CHALLENGES =>
[1] Using the forum thread, answer these:
(a) How many houses does KOW say he built in a town in Wexford?
(b) Which industry does KOW use for his example of someone with long work experience?
(c) Which site does EmmDee name as a place to discuss specific securities?
[2] Please give back the passage of the forum thread from "(b) If someone" up to and including "lot of sense.", copied word for word.

EXTRACT =>
Now if property was to crash all my local knowledge is not much good to anybody.

But if you or anybody was interested in the two specific areas I claim to have knowledge in would you not at least have a listening?

I think you would.


----------



## Brendan Burgess (28 Dec 2019)

KOW said:


> I have bought and sold a number of properties in a certain location in Dublin.
> 
> I have build three houses in a town in Wexford and bought three small sites.




But But

What has that got to do with picking winning shares? 

Brendan


----------



## KOW (28 Dec 2019)

Brendan Burgess said:


> But But
> 
> What has that got to do with picking winning shares?
> 
> Brendan



Boss It is obvious to me that maybe you are unable to join up the dots due to over indulgence over the Christmas period

Brendan what I am trying to say. 

Say somebody worked in  the aviation industry for many years. They might have worked at different levels and for different companies in this industry.

If a discussion arose on the purchase of shares in this sector while I might not agree with what this person had to say and again at any time shares in this sector could crash I would listen to what is been said over comment by others who have no experience or knowledge in this sector.

We all agree in the risk/reward debate and while nobody can predict the future I will always listen to experience and knowledge and decide whether to pull the trigger or not.

Hope that explains what I am trying to say,

OHH maybe its me who has hit the sauce too hard,  Diageo? Ops discussion barred,


----------



## Brendan Burgess (28 Dec 2019)

KOW said:


> Say somebody worked in the aviation industry for many years.



Sorry, I still do not see the relevance of your history of investing in property with buying shares. 

Brendan


----------



## EmmDee (2 Jan 2020)

KOW said:


> Boss It is obvious to me that maybe you are unable to join up the dots due to over indulgence over the Christmas period
> 
> Brendan what I am trying to say.
> 
> ...



(a) Property is different. It isn't an asset that can be sold in a day. So if you want to talk about property you are talking about generalities (locations, types of property) it is unlikely you are talking up the value of a location in order to sell your property into an uptick in value. The market is too large for one or two transactions to change the price

(b) If someone works in the aviation industry, their knowledge of the industry would be useful. But if they were to talk about the specific company they worked for and to discuss information not publically available, they would be breaking the law if they were doing so to influence trading in the stock

Small cap securities tend to have very low and infrequent trading. A single transaction of fairly low volume can change the price on a "penny stock". Therefore the aim of the pump 'n' dump schemes was not to cause significant trading - it just needed a small number of trades (or even requests for quotes). If the Mods had to decide on a share by share basis, which ones were low volume and therefore prone to manipulation, it would be a nightmare. Therefore a blanket ban on specific securities makes a lot of sense.

Also - there are sites you can go for specific securities discussion - Motley Fool or others


----------



## KOW (2 Jan 2020)

Thanks for feedback. A happy new year to one and all


----------

LISTED RECORDS =>
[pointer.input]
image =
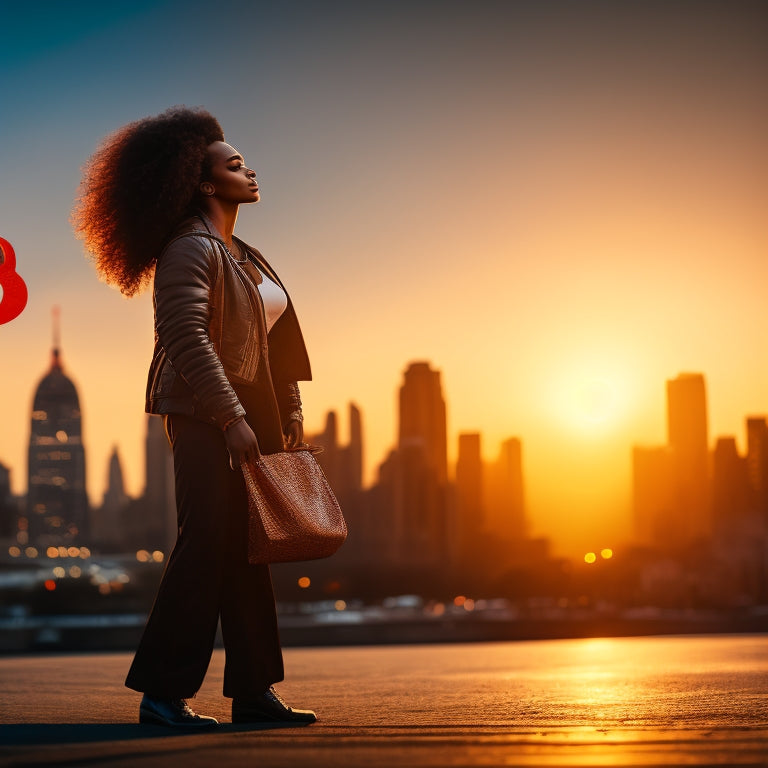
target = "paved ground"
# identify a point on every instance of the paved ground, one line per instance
(629, 701)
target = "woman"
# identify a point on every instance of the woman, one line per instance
(161, 196)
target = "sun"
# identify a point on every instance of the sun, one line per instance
(589, 404)
(594, 400)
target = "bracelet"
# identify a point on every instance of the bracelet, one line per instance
(232, 421)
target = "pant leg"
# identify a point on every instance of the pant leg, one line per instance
(203, 574)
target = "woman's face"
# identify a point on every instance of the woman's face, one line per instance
(231, 180)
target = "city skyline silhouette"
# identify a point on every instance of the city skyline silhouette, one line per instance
(674, 501)
(561, 218)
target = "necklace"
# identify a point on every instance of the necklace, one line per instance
(232, 256)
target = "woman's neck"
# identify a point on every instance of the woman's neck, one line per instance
(223, 218)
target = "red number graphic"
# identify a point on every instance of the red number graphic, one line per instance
(14, 288)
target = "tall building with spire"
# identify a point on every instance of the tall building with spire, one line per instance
(57, 504)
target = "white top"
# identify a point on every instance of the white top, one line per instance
(273, 297)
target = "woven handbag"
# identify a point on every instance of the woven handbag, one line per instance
(292, 511)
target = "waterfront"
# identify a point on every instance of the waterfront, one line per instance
(621, 701)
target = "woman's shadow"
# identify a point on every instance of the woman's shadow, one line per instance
(31, 734)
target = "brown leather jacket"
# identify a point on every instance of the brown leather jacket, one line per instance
(210, 333)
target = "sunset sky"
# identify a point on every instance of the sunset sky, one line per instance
(560, 205)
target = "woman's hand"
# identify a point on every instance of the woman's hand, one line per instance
(241, 443)
(294, 434)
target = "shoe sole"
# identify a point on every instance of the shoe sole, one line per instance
(270, 720)
(150, 718)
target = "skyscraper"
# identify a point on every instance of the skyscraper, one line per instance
(470, 512)
(757, 464)
(108, 520)
(57, 505)
(687, 437)
(409, 505)
(652, 494)
(423, 418)
(505, 494)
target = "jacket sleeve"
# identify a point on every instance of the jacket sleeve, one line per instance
(288, 400)
(184, 279)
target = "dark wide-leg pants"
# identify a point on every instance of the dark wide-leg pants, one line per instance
(208, 577)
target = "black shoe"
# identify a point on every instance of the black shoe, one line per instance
(173, 712)
(269, 708)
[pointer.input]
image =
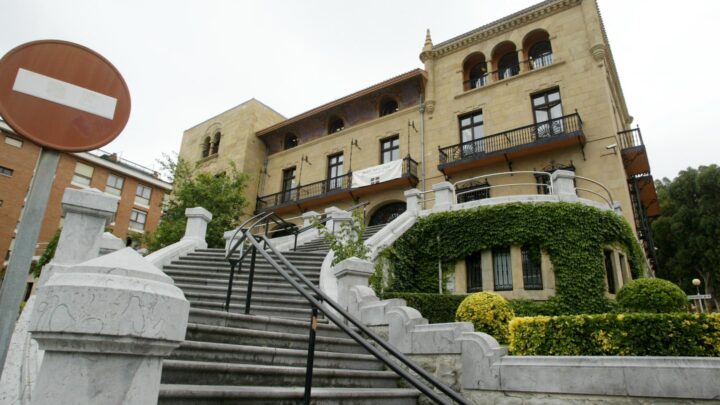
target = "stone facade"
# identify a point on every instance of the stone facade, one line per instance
(20, 155)
(585, 134)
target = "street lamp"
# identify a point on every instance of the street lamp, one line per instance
(696, 283)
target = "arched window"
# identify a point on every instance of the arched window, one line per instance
(474, 71)
(508, 64)
(290, 141)
(335, 124)
(539, 49)
(206, 147)
(216, 143)
(388, 105)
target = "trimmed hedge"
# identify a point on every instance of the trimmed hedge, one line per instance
(652, 295)
(437, 308)
(633, 334)
(488, 312)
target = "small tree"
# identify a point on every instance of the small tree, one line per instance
(221, 194)
(348, 241)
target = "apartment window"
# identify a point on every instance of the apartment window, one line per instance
(472, 133)
(532, 274)
(547, 109)
(83, 174)
(335, 124)
(473, 190)
(114, 185)
(390, 149)
(335, 171)
(290, 141)
(215, 147)
(288, 184)
(13, 141)
(388, 106)
(142, 195)
(610, 271)
(137, 220)
(502, 269)
(473, 265)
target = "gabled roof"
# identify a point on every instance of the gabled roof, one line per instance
(416, 73)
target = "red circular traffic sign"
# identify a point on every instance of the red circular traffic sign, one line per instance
(63, 95)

TASK-BY-TASK RESULTS =>
[1]
(a) Three
(b) The aviation industry
(c) Motley Fool

[2]
(b) If someone works in the aviation industry, their knowledge of the industry would be useful. But if they were to talk about the specific company they worked for and to discuss information not publically available, they would be breaking the law if they were doing so to influence trading in the stock

Small cap securities tend to have very low and infrequent trading. A single transaction of fairly low volume can change the price on a "penny stock". Therefore the aim of the pump 'n' dump schemes was not to cause significant trading - it just needed a small number of trades (or even requests for quotes). If the Mods had to decide on a share by share basis, which ones were low volume and therefore prone to manipulation, it would be a nightmare. Therefore a blanket ban on specific securities makes a lot of sense.